**** Available data

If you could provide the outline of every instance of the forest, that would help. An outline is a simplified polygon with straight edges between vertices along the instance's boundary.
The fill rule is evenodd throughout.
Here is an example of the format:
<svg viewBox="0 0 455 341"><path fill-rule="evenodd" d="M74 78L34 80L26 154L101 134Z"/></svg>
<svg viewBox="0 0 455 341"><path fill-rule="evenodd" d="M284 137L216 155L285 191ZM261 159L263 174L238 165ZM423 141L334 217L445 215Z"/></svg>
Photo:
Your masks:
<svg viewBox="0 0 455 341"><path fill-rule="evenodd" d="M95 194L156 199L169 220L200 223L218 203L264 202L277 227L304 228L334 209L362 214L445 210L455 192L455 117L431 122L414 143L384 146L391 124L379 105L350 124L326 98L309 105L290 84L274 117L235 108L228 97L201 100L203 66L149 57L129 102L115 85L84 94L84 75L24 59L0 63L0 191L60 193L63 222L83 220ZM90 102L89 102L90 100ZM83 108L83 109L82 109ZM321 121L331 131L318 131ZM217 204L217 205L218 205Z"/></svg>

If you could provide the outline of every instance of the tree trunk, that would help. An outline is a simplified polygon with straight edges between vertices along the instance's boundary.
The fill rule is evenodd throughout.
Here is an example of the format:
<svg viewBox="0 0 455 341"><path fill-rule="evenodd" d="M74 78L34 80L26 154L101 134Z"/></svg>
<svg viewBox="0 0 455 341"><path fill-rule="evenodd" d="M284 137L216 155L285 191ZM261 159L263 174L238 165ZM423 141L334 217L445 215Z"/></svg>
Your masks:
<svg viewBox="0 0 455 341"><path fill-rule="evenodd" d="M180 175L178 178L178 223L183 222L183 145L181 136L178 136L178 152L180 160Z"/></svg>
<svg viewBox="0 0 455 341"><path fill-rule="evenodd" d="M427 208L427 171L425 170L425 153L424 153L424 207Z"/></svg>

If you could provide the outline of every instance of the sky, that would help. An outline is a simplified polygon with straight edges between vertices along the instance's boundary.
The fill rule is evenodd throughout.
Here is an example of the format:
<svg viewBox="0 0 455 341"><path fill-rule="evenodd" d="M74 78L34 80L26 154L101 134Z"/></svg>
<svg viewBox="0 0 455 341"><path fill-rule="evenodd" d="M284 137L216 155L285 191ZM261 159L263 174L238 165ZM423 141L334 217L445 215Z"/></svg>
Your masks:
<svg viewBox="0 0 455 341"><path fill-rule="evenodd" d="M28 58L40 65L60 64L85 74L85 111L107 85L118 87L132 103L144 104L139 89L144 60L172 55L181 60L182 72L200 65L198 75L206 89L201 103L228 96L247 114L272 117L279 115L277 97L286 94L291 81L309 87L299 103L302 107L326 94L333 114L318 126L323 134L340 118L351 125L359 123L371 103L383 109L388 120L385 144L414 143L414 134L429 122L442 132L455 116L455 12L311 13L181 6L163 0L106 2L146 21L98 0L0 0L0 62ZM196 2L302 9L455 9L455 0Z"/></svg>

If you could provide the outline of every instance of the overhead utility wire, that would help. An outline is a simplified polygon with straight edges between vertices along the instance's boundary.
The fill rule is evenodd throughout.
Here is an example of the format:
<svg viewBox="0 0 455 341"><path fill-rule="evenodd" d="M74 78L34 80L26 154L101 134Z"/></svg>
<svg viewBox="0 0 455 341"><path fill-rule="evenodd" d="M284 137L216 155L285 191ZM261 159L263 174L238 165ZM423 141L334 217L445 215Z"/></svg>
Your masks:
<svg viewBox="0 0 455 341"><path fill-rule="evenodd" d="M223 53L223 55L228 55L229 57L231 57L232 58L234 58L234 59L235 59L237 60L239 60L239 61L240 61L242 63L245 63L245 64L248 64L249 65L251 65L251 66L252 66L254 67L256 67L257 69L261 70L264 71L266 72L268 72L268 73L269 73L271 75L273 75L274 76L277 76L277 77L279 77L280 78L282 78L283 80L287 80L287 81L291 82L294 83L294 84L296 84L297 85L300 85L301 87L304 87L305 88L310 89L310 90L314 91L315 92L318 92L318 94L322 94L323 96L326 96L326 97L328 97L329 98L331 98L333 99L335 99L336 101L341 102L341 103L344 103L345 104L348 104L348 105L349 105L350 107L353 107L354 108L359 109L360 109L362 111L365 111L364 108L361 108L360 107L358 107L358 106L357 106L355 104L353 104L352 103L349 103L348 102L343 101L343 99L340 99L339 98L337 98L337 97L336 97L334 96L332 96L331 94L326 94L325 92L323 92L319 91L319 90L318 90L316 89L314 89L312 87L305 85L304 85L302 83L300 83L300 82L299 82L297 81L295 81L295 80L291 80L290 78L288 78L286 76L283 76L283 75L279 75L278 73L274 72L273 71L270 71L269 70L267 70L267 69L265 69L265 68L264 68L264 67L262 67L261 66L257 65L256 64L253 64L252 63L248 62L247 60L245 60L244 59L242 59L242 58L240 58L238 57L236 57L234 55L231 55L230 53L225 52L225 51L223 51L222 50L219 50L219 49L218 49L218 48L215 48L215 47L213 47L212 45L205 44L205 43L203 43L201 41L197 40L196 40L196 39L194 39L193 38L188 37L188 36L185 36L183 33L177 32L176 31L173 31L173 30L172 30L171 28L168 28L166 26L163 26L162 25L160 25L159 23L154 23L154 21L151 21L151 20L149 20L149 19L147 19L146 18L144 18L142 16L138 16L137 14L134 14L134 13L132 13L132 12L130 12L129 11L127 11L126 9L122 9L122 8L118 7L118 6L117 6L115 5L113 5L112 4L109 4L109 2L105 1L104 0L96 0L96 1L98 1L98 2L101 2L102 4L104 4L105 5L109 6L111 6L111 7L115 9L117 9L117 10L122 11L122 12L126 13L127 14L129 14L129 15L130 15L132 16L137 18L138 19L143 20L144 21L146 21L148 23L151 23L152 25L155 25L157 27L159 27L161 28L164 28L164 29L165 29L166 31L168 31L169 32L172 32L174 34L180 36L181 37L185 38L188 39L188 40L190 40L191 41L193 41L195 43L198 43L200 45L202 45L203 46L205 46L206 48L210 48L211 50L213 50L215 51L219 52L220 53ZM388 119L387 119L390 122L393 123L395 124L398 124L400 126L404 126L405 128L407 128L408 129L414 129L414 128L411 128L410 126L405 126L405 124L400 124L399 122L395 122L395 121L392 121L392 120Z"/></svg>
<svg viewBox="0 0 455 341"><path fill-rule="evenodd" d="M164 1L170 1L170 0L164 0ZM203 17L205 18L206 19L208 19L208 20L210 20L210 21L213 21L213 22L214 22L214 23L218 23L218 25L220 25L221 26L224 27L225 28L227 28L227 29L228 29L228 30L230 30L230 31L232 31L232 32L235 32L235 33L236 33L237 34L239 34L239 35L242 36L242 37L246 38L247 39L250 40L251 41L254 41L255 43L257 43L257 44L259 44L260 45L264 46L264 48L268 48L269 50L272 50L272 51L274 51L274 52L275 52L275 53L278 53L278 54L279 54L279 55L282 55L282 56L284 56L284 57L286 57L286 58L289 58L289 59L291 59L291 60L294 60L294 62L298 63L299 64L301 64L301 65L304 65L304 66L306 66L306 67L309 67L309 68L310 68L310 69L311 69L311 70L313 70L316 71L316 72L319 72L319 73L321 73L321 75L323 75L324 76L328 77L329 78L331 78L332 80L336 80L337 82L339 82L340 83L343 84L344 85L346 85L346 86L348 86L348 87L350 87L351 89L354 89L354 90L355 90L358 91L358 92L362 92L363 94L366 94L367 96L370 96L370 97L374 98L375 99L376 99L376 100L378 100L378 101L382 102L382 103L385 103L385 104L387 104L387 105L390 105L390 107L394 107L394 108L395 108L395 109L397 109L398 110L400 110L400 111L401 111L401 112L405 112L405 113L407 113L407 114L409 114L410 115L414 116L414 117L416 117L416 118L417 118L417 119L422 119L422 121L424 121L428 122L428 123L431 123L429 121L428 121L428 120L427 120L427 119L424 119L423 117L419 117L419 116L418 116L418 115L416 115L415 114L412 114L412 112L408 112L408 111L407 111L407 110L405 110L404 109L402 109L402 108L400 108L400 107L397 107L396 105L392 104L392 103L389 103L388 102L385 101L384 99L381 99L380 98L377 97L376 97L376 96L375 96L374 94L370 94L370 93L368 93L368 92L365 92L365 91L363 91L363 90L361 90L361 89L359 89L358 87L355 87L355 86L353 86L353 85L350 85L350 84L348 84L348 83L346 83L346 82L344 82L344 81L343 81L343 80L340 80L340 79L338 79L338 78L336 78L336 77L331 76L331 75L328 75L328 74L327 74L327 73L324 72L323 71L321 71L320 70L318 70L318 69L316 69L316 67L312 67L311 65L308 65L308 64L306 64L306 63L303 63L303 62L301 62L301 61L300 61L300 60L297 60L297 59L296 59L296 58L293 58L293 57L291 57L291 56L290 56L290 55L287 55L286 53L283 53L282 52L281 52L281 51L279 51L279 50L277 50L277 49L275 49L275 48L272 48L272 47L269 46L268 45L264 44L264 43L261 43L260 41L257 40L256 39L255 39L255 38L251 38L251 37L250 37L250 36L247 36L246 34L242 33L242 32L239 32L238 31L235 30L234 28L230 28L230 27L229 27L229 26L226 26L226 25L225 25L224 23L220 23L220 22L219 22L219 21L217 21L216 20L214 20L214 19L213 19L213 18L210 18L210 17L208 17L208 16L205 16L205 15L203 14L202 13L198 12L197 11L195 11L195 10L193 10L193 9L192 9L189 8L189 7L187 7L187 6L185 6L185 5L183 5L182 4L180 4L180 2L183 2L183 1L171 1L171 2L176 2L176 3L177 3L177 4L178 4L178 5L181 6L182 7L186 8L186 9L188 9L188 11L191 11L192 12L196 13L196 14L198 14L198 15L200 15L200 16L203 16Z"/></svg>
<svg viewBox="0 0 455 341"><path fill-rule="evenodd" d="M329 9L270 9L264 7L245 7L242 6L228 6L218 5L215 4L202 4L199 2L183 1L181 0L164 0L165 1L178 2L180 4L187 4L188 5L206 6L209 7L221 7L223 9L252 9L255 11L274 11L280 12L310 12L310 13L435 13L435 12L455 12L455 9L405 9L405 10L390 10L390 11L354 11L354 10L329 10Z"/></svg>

********

» **Prompt**
Put every line of the entries from the first line through the line containing "208L427 171L425 170L425" into a JSON list of strings, with one string per line and no blank lines.

» **The completed task**
[
  "If you could provide the outline of every instance of the forest, that would help. An outline is a simplified polygon with straight edges between vertices along the instance's boundary.",
  "The fill rule is evenodd throughout.",
  "Here is an example of the format:",
  "<svg viewBox=\"0 0 455 341\"><path fill-rule=\"evenodd\" d=\"M74 78L34 80L26 154L101 134Z\"/></svg>",
  "<svg viewBox=\"0 0 455 341\"><path fill-rule=\"evenodd\" d=\"M284 137L216 155L285 191ZM261 159L263 174L238 165ZM423 141L334 217L445 215Z\"/></svg>",
  "Photo:",
  "Your masks:",
  "<svg viewBox=\"0 0 455 341\"><path fill-rule=\"evenodd\" d=\"M95 194L156 199L169 220L200 223L218 203L264 202L277 227L304 228L334 209L362 214L445 210L455 192L455 117L431 122L414 143L384 146L391 124L379 105L350 124L326 98L309 105L290 84L274 117L235 108L228 97L201 100L203 66L149 57L129 102L115 85L84 94L84 75L24 59L0 63L0 191L60 193L63 222L83 220ZM90 102L89 102L90 100ZM83 108L83 109L82 109ZM321 121L331 131L318 131ZM217 204L217 205L218 205Z\"/></svg>",
  "If you could provide the outline of every instance of the tree trunk, that would help. An outline is a simplified polygon with straight edges between vertices along the instance's boundary.",
  "The fill rule is evenodd throughout.",
  "Here is an example of the format:",
  "<svg viewBox=\"0 0 455 341\"><path fill-rule=\"evenodd\" d=\"M74 78L34 80L26 154L101 134Z\"/></svg>",
  "<svg viewBox=\"0 0 455 341\"><path fill-rule=\"evenodd\" d=\"M284 137L216 155L285 191ZM261 159L263 174L238 165ZM423 141L334 217L445 215Z\"/></svg>",
  "Your masks:",
  "<svg viewBox=\"0 0 455 341\"><path fill-rule=\"evenodd\" d=\"M180 175L178 178L178 223L183 222L183 145L181 136L178 136L178 152L180 160Z\"/></svg>",
  "<svg viewBox=\"0 0 455 341\"><path fill-rule=\"evenodd\" d=\"M427 208L427 171L425 170L425 153L424 153L424 207Z\"/></svg>"
]